Passage for review:
Brett Pinegar

View Original

Living to Fight Another Day?

Are you Adapting and absorbing are the keys to dealing with difficulty. In ‘How to Thrive in Turbulent Markets’ in the February 2009 issue of the Harvard Business Review, Donald Sull uses the metaphor of a prize fighter and their skills of adaption and absorption to explain what it takes to overcome challenges. It’s a great article and for the moment can be found online for free.

Recently I’ve come to understand that these two concepts don’t serve the same purpose and aren’t equally important. Absorption only gives you time. Adaption gives you a way out.

At the suggestion of a good friend, I been reading Influencer: The Power to Change Anything by Al Switzler. One of Switzler’s ideas is that absorbing or coping is easier than adapting or influencing. We tend to survive our challenges instead of turning them into opportunities. Here’s how Al said it:

People tend to be better copers than influencers. In fact, we’re wonderful at inventing ways to cope. For instance, at work we abandon our quality-control program and install full-time inspectors. Nobody will listen. Instead of fixing lousy schools, we complain to our friends and then backfill by tutoring our children. It’s the best we can do. And when it comes to diet and exercise, we own two or three different-sized wardrobes. It’s impossible to stick to a diet.

Brief 1: Print the part of the post on absorbing and adapting between "Recently I’ve come" and "you a way out.", inclusive, word for word.
Brief 2: Write the next part of the post on absorbing and adapting, picking up after its last sentence.

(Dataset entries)
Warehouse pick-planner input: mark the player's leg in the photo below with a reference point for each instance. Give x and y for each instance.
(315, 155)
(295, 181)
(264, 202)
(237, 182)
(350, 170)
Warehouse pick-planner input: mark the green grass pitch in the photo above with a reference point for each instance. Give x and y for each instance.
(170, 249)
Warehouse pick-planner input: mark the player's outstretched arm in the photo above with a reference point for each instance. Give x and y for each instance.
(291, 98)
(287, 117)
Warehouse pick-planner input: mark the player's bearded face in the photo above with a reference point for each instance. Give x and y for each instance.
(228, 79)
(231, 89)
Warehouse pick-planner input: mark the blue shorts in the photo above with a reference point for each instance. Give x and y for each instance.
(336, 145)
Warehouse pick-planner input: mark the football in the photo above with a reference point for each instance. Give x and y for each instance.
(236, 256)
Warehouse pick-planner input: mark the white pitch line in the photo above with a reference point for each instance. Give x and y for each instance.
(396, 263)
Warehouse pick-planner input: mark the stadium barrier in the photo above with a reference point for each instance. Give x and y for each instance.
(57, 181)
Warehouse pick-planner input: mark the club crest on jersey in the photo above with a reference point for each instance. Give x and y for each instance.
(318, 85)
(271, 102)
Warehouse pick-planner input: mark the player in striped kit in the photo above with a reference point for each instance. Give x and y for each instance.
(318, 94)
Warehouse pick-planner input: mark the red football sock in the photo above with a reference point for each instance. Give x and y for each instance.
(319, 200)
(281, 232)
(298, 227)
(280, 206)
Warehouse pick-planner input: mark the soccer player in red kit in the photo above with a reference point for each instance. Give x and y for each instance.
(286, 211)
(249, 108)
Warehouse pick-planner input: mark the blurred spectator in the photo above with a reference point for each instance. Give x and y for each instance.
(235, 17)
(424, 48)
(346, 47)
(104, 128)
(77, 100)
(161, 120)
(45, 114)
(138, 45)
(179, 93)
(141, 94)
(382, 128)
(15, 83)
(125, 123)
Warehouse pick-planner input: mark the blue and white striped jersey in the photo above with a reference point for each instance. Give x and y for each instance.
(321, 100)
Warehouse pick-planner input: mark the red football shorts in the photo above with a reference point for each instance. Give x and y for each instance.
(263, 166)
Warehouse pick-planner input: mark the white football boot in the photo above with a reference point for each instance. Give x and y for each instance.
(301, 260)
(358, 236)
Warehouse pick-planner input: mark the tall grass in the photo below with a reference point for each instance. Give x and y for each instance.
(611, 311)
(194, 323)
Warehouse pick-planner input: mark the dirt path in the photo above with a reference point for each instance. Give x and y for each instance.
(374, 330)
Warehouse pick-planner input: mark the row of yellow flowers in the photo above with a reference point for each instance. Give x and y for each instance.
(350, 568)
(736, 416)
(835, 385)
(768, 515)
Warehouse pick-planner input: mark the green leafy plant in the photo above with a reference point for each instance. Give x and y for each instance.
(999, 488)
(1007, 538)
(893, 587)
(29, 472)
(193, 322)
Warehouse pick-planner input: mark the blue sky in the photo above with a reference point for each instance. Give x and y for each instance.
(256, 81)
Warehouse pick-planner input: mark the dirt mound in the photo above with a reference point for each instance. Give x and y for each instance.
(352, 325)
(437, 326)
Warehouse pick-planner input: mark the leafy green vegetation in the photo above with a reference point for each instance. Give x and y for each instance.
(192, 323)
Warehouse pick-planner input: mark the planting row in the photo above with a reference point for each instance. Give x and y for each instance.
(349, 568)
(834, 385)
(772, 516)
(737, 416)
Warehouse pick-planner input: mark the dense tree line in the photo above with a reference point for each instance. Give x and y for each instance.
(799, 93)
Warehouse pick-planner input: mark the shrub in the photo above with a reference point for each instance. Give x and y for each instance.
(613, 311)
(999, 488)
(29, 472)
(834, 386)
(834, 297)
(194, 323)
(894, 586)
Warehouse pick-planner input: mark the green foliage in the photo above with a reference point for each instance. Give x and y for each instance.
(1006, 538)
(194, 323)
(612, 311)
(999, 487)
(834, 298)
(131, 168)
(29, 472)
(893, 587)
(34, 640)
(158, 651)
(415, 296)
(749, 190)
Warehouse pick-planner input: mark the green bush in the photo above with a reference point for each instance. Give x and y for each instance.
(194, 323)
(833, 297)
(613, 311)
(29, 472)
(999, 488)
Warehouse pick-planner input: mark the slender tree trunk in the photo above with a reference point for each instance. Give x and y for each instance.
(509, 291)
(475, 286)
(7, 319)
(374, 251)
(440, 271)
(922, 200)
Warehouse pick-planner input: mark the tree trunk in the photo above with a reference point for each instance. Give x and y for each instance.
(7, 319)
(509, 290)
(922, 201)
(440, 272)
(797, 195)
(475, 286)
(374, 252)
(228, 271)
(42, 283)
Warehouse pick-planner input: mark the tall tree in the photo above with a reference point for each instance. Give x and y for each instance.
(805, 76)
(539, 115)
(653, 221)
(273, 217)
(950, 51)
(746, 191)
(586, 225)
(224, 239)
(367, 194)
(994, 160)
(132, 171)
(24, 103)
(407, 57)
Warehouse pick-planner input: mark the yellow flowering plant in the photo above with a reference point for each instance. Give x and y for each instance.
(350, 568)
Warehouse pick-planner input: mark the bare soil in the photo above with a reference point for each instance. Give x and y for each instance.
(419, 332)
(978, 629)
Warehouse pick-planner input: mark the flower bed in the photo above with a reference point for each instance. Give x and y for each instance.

Task response 1:
Recently I’ve come to understand that these two concepts don’t serve the same purpose and aren’t equally important. Absorption only gives you time. Adaption gives you a way out.

Task response 2:
Consider the following international example of coping. Not long ago the world celebrated the birthday of one of the smallest yet most successful organisms on the planet—a terrifying organism called HIV. A review of the proceedings of its birthday party in Toronto—the 16th International AIDS Conference—demonstrates our universal lack of confidence that we can actually change what people do. Of the speeches, classes, and activities that took place at that conference, over 90 percent dealt with how to cope with the effects of AIDS. Of course, helping AIDS sufferers is essential. We should spend time talking about how to reduce discrimination against sufferers and how to dramatically increase access to medicines. But it’s indicative of our collective sense of powerlessness that less than 10 percent of the speeches at the international AIDS conference even speculated on how to change the behavior that drives the disease in the first place. Here we have a disease that would never infect another human being if people simply thought and behaved differently, and yet the central forum for discussing the pandemic hardly touched on the topic of human behavior.

The administration must do more than just cope with the problems in our financial system. We need to use this opportunity to change things for the better, not just live to fight another day. We need to adapt and influence the outcomes.

According to Switzler, the key to adapting is finding the few vital behaviors that break the cycle of self-perpetuating problems. What are the vital behaviors that can make all the difference?

For starters, I’d suggest accountability. Accountability is more than responsibility when things go well, it is living with the consequences when things go badly. We’re not very good at allowing organizations to live with the consequences of bad decisions and by so doing we limit learning and behaviors never change.